# Assigned task:
Search the records below for "seek" and copy every line it turns up in.

BEGIN Recorded information

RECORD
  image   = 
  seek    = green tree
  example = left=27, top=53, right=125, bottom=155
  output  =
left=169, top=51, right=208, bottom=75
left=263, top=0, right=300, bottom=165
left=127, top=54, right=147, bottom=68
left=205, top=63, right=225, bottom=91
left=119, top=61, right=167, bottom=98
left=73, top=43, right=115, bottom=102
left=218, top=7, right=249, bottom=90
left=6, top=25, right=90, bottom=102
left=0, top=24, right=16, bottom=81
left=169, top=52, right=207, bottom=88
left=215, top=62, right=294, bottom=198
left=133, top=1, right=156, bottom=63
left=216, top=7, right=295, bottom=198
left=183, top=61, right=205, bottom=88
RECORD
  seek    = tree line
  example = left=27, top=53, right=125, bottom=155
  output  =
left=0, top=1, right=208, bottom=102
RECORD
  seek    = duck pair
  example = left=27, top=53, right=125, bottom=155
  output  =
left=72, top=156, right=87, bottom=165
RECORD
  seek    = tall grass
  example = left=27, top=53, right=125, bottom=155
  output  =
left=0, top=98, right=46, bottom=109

END Recorded information

# Output for this task:
  seek    = green tree
  seek    = tree line
  seek    = duck pair
  seek    = tall grass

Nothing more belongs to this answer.